Directive: Copy every line of the entries below, requests included, and shift the bounding box coordinates in the answers by adding -77 to each number. Leave the pictures out of your reply.

# # # # # # #

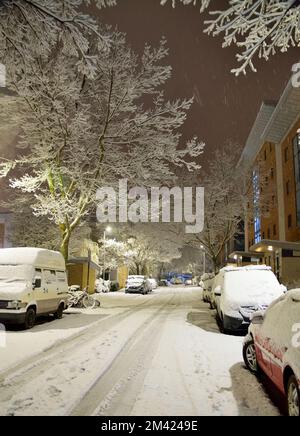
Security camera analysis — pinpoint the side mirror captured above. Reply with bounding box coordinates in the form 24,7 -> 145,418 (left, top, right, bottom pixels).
250,312 -> 265,324
214,286 -> 222,297
280,285 -> 287,294
32,279 -> 42,289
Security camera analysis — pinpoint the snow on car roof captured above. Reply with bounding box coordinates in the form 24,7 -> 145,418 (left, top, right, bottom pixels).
0,247 -> 65,270
286,288 -> 300,302
220,265 -> 272,272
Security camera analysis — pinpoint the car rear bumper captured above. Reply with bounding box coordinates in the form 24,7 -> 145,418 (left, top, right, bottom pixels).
0,310 -> 26,324
125,288 -> 144,294
223,315 -> 250,332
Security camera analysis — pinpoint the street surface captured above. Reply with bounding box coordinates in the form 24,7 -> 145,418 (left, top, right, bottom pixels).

# # # # # # #

Solution for this task:
Security camera analysis — pinpoint the side mirror captured above. Reply with bounding box coordinates in the form 24,7 -> 145,418 (left, top, right, bottom pixels).
173,235 -> 188,247
137,209 -> 145,220
203,208 -> 210,217
-45,202 -> -35,212
Security camera analysis — pinpoint the snow on car roof captured above. Reply with bounding box coordinates in the form 24,7 -> 145,418 (left, top, right, bottom pixels).
-77,170 -> -12,193
209,211 -> 223,225
143,188 -> 195,195
Security camera analysis — pinpoint the car rear bumper captured above. Reply with bounding box coordinates in the form 24,7 -> 145,418 (left, top, right, bottom pixels).
-77,233 -> -51,247
48,211 -> 67,217
146,238 -> 173,255
Security camera analysis — pinpoint the street surface captured above. Reply with bounding box coordinates in the form 24,7 -> 145,418 (left, top, right, bottom pixels).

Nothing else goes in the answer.